* start Raw records *

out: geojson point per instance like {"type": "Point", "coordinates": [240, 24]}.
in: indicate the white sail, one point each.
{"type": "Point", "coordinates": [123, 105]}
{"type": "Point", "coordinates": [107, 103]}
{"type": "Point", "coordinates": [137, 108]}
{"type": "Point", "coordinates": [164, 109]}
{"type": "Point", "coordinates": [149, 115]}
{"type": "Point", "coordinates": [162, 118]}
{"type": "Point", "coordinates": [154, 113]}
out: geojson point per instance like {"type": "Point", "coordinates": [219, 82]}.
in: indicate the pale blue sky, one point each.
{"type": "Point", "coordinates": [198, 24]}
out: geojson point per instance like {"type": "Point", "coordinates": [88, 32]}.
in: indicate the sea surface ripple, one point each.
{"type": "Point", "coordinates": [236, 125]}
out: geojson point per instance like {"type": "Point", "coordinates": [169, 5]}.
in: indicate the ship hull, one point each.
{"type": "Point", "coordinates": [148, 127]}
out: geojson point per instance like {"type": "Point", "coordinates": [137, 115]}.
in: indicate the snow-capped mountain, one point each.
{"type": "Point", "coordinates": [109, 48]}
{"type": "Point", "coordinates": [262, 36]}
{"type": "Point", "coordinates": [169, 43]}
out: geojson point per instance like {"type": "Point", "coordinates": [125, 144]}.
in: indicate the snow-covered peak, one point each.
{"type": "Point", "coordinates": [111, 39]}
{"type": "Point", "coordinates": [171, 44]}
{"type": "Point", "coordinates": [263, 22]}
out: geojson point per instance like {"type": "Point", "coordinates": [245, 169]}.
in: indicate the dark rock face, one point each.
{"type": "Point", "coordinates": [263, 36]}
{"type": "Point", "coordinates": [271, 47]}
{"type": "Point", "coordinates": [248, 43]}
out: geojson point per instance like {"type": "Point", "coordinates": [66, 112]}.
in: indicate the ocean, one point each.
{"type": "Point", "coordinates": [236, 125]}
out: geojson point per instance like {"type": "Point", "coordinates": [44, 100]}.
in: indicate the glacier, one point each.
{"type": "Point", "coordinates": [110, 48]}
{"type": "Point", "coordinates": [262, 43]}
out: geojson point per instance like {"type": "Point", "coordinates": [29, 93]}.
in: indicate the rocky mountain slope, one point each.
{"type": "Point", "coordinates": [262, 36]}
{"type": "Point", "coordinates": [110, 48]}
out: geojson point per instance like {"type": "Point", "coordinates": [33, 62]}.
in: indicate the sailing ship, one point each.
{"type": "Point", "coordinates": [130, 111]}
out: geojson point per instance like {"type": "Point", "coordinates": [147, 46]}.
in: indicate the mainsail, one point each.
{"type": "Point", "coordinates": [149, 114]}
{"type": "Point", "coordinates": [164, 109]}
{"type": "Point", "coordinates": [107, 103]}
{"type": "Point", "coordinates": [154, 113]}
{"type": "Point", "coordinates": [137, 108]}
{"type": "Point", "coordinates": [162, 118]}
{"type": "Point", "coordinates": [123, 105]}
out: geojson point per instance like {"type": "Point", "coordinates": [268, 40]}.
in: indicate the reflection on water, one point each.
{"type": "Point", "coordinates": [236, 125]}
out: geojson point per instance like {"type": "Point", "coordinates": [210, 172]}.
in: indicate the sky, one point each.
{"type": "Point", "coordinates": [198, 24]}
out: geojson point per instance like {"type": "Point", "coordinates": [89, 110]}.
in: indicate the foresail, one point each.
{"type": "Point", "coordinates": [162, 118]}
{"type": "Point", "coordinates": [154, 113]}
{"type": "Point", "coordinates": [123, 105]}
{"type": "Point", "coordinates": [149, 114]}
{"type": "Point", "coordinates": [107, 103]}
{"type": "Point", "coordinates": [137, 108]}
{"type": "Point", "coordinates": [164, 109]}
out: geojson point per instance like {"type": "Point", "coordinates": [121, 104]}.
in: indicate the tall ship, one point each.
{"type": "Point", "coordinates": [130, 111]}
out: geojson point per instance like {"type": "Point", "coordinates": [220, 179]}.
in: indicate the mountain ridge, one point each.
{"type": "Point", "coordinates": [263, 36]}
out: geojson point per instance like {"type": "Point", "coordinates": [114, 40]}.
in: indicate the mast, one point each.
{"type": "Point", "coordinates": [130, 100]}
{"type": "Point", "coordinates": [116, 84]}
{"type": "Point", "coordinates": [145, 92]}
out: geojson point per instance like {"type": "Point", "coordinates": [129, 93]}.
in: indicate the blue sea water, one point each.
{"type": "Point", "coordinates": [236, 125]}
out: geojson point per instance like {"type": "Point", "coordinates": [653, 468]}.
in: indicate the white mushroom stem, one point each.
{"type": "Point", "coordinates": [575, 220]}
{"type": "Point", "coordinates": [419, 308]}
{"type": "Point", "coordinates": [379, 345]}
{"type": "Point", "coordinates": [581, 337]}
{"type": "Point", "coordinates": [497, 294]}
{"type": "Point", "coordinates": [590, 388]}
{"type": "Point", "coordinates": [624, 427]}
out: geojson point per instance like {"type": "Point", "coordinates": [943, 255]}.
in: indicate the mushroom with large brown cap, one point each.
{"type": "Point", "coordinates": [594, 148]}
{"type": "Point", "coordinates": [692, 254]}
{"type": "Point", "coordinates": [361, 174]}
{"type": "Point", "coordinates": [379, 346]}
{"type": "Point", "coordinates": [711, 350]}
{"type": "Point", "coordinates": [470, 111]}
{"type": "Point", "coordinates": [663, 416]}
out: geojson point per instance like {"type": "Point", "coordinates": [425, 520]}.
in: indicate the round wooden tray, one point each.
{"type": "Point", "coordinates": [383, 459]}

* end Raw records *

*What to produce*: Please select every line of the listing that contains the string "white", and treat uppercase and lowercase as different.

*Full solution*:
in: indicate the white sail, one point each.
in: indicate the white mushroom stem, one point each.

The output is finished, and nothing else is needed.